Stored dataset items
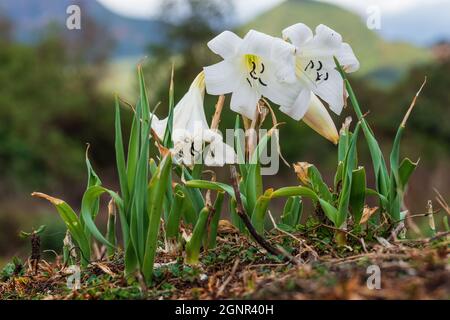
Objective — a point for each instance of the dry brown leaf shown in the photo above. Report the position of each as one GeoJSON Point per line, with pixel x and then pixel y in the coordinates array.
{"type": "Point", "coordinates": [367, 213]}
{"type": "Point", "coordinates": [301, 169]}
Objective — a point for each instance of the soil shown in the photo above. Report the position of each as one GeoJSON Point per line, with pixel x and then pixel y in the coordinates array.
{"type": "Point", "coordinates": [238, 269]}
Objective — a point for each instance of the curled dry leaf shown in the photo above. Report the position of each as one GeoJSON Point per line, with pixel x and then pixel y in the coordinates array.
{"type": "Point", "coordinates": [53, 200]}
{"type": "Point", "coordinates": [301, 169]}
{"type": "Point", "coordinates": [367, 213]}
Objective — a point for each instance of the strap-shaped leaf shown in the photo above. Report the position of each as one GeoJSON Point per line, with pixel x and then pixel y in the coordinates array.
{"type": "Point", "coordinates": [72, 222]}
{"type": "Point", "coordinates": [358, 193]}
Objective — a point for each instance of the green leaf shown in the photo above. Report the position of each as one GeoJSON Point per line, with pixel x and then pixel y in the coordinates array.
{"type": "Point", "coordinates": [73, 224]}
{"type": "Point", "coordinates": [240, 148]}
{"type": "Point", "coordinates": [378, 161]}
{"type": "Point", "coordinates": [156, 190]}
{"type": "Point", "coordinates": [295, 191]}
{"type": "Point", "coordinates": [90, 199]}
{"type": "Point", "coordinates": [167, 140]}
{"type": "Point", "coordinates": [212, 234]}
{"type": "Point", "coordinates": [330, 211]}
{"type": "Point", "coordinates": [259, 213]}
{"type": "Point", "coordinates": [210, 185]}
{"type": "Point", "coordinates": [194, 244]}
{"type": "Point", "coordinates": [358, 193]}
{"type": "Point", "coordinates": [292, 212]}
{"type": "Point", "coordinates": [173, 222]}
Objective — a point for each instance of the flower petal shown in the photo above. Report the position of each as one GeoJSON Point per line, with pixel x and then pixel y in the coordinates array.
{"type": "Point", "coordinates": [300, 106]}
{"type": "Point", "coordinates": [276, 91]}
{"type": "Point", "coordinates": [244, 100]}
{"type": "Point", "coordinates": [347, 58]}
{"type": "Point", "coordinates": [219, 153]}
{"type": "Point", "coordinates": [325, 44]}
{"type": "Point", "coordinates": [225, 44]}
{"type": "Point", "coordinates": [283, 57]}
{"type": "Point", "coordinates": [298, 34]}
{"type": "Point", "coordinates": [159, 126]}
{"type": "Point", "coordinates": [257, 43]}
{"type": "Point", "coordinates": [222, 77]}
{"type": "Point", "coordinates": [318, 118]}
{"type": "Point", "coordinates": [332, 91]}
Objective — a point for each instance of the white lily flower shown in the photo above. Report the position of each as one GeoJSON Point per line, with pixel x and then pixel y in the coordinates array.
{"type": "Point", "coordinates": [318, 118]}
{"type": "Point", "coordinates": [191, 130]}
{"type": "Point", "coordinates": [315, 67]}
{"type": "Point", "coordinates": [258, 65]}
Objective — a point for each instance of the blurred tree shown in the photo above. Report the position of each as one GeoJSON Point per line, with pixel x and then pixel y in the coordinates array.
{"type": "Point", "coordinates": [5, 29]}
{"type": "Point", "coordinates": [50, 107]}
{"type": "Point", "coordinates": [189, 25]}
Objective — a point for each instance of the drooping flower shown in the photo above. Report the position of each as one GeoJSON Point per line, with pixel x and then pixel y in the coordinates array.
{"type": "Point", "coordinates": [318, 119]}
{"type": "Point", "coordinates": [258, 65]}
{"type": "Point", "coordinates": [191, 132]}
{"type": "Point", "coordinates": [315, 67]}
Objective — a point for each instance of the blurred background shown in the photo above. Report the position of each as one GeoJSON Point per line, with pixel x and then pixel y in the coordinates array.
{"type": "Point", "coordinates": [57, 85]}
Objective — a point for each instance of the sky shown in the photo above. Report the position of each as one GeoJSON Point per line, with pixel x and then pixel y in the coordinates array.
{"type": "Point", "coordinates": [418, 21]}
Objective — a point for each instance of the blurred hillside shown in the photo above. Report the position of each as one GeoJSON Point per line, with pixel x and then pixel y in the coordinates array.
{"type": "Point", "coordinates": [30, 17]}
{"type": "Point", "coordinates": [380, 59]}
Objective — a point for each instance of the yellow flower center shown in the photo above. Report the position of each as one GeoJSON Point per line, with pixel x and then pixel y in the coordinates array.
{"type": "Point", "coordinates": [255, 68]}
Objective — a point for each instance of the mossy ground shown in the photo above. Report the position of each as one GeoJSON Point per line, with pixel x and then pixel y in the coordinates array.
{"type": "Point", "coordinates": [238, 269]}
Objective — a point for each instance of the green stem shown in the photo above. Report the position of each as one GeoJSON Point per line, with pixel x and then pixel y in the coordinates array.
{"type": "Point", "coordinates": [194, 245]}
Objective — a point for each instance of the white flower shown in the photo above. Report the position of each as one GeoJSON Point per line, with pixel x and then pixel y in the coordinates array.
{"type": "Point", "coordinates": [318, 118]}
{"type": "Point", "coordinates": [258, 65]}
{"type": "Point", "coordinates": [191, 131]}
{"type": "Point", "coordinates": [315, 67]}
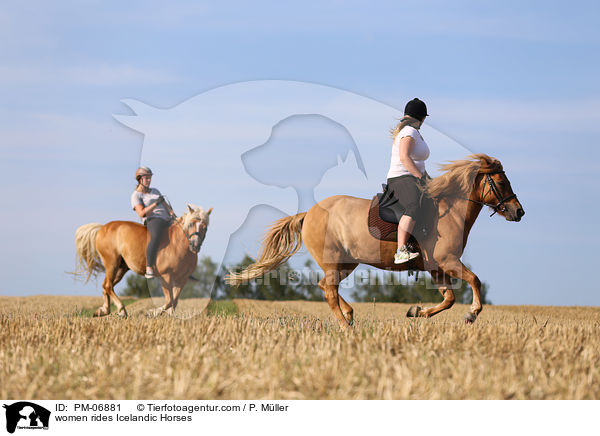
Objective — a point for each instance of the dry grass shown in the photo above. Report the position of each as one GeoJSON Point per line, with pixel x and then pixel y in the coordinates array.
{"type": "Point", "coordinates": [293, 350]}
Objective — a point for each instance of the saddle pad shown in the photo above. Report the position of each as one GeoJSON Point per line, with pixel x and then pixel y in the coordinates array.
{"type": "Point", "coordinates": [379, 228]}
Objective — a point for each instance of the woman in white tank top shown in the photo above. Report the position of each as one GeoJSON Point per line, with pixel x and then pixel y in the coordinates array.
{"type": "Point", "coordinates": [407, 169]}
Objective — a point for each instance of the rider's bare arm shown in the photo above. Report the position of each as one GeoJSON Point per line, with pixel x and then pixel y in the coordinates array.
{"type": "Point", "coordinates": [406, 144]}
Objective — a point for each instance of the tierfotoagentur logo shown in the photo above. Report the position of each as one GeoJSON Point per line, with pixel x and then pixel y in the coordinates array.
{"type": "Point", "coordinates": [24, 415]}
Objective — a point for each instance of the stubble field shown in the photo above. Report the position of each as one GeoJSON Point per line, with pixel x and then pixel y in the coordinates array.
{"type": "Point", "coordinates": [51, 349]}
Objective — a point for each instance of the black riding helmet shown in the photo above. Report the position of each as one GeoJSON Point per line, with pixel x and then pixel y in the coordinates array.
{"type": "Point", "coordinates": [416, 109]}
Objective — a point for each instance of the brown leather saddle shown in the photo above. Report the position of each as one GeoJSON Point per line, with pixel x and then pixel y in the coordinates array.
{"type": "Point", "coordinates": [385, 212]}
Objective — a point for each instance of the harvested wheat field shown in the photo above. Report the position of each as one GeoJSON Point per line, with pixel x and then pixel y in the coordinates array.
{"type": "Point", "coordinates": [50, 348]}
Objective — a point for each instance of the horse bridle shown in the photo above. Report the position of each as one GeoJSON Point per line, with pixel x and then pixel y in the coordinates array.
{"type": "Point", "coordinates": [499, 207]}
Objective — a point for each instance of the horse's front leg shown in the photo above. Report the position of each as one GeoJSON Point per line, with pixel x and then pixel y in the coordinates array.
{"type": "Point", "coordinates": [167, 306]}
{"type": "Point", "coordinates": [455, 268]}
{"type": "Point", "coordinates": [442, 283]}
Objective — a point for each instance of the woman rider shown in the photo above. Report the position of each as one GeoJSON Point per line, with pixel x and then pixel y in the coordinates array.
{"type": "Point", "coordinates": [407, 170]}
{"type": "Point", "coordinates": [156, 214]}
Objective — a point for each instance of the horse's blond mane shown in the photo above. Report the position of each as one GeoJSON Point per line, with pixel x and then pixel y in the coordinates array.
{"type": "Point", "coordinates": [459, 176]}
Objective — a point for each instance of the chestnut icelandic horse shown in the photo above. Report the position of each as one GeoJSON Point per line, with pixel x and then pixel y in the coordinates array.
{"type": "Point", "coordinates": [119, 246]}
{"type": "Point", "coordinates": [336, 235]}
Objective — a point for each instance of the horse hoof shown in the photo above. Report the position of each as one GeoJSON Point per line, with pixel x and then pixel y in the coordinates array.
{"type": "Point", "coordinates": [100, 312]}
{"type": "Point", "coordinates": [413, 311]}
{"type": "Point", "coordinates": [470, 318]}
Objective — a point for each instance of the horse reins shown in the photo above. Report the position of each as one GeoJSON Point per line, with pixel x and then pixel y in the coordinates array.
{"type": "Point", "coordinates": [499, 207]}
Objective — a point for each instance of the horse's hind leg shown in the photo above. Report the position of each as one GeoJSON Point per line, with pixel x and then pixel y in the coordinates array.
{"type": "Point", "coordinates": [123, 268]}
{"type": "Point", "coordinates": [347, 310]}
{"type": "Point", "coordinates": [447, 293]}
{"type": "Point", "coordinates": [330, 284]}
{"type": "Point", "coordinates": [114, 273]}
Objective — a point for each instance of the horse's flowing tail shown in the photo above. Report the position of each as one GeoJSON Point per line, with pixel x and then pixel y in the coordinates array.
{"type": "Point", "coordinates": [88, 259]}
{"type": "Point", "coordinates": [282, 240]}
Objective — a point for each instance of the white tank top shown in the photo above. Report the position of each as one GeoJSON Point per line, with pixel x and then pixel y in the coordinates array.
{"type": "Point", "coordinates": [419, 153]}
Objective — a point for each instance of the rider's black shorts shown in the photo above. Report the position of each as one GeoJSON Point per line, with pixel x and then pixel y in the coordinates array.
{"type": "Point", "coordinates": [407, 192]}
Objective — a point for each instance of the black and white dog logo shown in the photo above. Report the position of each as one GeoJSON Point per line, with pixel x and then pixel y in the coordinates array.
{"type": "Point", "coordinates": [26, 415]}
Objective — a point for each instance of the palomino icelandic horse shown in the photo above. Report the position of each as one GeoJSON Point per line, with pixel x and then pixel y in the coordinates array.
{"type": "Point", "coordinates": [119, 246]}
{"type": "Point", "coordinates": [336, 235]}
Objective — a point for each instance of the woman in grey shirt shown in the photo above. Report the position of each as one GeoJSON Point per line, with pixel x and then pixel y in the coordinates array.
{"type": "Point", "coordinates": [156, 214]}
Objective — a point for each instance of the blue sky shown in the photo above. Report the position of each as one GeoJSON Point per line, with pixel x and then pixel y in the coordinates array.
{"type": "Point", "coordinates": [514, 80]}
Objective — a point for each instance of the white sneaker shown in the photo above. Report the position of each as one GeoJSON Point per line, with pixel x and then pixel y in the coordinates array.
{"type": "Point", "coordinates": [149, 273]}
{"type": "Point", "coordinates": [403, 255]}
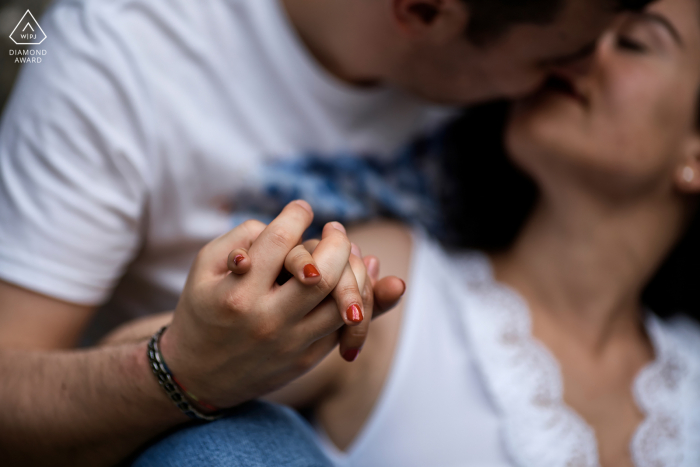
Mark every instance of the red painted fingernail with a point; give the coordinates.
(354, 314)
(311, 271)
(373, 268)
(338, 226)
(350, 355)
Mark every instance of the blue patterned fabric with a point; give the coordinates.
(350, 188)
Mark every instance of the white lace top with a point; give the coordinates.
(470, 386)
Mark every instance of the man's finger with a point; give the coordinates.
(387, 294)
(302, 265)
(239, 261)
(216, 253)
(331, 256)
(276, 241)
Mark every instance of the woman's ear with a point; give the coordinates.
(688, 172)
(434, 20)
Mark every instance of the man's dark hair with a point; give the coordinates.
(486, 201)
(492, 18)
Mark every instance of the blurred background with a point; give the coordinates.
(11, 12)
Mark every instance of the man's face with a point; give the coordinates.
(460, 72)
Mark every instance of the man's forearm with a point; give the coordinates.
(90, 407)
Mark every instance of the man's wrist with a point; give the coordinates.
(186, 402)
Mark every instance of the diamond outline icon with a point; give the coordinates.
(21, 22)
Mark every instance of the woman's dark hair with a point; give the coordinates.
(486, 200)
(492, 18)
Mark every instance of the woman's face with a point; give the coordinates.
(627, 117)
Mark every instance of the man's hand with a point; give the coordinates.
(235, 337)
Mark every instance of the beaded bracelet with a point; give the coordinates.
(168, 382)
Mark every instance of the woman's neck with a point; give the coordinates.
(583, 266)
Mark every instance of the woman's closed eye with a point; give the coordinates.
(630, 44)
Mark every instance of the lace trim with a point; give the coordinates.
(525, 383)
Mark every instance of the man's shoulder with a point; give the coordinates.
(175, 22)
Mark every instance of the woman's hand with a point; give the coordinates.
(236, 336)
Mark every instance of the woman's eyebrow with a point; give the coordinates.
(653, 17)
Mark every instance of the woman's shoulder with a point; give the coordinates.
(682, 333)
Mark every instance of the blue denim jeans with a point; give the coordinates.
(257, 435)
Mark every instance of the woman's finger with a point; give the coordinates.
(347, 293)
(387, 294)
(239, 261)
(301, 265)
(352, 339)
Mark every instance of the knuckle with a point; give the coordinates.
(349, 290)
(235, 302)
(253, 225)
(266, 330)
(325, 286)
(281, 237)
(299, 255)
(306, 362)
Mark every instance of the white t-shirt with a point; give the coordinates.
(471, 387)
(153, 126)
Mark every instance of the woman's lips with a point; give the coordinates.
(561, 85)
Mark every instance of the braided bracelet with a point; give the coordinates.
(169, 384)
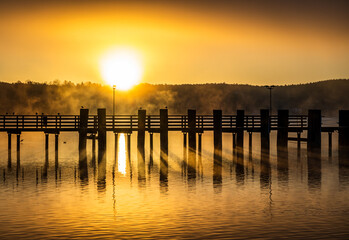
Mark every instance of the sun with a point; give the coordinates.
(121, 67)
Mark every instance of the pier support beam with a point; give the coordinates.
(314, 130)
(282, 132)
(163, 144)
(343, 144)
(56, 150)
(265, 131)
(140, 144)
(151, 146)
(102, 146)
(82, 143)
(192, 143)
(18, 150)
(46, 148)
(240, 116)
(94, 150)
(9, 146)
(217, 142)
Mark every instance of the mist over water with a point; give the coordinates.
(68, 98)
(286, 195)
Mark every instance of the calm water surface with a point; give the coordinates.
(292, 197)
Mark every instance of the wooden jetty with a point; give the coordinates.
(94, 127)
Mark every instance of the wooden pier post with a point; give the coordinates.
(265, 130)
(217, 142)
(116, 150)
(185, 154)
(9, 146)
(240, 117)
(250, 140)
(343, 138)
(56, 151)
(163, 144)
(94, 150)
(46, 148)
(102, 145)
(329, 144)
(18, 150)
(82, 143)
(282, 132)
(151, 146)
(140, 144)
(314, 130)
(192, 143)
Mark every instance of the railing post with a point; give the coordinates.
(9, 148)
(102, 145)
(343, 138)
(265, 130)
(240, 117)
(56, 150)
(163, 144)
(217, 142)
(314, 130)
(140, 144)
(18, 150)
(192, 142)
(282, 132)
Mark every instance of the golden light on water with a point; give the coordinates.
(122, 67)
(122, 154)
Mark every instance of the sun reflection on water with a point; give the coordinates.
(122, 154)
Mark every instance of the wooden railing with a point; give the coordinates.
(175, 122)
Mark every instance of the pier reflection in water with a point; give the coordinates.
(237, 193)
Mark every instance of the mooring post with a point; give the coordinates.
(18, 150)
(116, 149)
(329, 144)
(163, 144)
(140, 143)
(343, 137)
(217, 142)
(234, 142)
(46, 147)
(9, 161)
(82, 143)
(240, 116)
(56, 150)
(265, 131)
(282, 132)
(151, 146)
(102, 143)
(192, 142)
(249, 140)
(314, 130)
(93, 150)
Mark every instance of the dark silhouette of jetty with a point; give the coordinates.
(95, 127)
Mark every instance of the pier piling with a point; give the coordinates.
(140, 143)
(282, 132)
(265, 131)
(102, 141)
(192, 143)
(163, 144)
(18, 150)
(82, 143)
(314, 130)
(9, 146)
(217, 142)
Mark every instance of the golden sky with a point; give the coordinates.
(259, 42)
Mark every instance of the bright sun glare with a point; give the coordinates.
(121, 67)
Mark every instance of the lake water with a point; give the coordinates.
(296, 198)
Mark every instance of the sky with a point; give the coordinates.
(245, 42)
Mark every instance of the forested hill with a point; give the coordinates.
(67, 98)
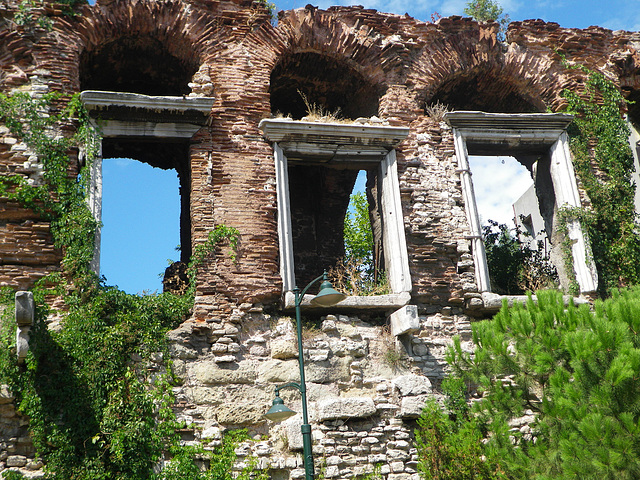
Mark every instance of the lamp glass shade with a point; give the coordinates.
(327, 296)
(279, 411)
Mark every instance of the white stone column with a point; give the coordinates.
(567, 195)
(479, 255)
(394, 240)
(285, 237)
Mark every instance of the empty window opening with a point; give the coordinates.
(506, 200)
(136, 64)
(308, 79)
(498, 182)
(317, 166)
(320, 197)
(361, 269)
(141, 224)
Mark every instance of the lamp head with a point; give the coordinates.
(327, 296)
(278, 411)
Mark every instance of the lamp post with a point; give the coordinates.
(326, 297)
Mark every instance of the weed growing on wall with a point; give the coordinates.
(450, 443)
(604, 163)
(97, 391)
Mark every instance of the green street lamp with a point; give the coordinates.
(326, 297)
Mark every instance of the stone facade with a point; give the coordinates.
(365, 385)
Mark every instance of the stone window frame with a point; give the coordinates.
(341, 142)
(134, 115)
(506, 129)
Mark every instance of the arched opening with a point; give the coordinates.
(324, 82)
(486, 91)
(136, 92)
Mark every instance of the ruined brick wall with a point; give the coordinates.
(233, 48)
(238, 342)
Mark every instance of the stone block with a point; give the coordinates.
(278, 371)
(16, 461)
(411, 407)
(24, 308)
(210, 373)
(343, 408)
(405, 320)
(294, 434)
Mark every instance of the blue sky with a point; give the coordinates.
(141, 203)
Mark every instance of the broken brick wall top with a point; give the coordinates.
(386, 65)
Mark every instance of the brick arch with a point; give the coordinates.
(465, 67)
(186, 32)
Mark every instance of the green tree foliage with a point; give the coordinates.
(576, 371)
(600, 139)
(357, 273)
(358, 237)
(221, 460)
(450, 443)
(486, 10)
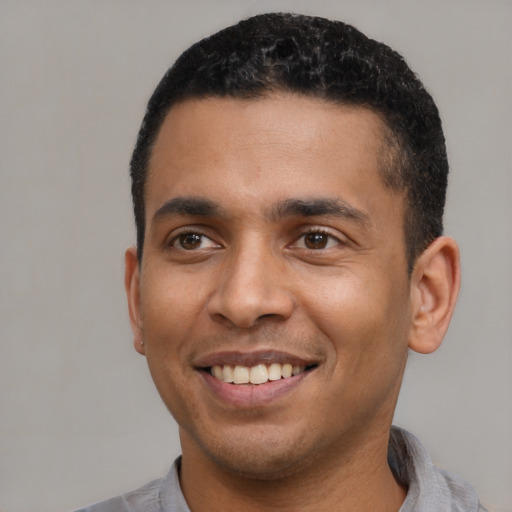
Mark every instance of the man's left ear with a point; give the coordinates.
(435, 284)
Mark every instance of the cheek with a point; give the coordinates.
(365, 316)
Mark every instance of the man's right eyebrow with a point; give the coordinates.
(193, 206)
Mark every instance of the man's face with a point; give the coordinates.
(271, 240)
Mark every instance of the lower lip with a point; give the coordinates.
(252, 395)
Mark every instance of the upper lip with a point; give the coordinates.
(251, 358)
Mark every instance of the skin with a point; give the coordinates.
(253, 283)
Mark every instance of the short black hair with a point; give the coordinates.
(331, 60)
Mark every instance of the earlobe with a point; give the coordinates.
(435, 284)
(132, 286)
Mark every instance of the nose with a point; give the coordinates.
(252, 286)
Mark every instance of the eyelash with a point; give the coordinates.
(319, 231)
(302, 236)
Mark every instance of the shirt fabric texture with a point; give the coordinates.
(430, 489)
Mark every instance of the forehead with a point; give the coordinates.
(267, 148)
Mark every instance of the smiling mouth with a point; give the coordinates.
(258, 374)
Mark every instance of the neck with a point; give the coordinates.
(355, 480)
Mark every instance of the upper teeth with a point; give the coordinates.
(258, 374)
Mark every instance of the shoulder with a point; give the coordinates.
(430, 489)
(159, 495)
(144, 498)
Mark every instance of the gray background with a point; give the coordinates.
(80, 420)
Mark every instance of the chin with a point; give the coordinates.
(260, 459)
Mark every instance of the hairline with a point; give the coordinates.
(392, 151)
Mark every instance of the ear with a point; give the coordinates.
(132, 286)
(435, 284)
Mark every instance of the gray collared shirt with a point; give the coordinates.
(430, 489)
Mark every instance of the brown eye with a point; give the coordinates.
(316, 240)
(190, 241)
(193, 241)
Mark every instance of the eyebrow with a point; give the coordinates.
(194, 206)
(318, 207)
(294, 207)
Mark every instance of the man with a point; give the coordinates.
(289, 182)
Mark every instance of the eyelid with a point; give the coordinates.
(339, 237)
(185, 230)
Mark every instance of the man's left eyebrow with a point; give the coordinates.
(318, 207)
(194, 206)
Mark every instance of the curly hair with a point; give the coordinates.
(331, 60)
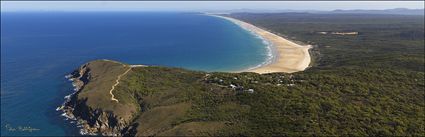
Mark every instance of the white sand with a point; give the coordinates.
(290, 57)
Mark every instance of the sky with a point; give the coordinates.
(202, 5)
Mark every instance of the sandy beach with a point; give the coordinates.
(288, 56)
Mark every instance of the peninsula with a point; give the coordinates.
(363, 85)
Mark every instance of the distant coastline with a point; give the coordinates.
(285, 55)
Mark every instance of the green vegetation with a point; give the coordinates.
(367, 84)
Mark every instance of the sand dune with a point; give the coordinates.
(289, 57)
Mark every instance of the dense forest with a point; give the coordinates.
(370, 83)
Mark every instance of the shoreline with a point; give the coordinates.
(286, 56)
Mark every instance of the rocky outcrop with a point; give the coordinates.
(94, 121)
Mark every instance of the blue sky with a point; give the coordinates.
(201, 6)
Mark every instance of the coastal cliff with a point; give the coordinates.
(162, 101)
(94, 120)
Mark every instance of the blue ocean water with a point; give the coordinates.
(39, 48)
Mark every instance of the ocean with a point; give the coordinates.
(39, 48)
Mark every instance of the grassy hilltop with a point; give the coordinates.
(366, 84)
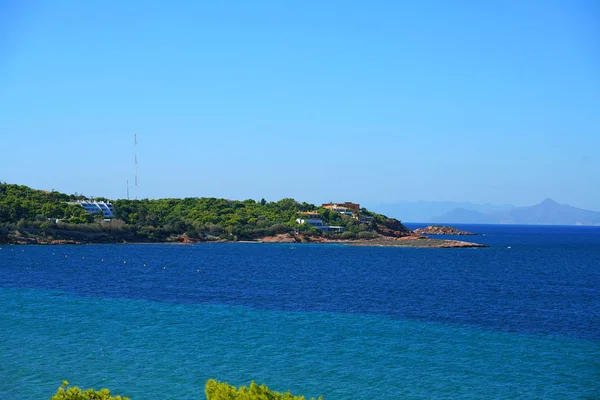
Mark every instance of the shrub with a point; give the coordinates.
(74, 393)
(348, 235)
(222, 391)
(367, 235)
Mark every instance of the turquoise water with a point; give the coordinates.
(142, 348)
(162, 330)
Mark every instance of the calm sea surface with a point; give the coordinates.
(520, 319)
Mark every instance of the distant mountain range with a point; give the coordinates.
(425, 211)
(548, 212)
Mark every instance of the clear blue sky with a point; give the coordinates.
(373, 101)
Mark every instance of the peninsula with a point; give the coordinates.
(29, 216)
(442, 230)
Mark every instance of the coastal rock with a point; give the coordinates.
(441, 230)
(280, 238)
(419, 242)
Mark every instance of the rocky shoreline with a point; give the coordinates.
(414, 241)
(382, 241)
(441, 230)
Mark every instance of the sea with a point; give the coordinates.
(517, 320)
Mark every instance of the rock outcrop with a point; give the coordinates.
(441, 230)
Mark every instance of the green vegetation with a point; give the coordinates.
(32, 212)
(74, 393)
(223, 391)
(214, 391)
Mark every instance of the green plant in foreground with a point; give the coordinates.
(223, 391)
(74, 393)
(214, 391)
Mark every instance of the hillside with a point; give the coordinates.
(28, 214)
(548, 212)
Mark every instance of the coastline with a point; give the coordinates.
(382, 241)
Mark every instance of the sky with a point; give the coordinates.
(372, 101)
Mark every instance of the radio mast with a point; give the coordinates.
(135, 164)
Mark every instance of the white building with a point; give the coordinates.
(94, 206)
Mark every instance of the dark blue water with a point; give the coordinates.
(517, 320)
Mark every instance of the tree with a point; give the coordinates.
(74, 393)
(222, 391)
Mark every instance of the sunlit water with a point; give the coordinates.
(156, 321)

__Work item__. In the records above, find the line containing "Mark every instance of the dark blue" and print it and every later line exactly, through the last one.

__Answer space__.
Mark every instance of the dark blue water with a point; give the coordinates.
(517, 320)
Mark every instance of the tree with a point; give the coordinates.
(74, 393)
(222, 391)
Mark every instance of the sunlit water with a point; give the coordinates.
(156, 321)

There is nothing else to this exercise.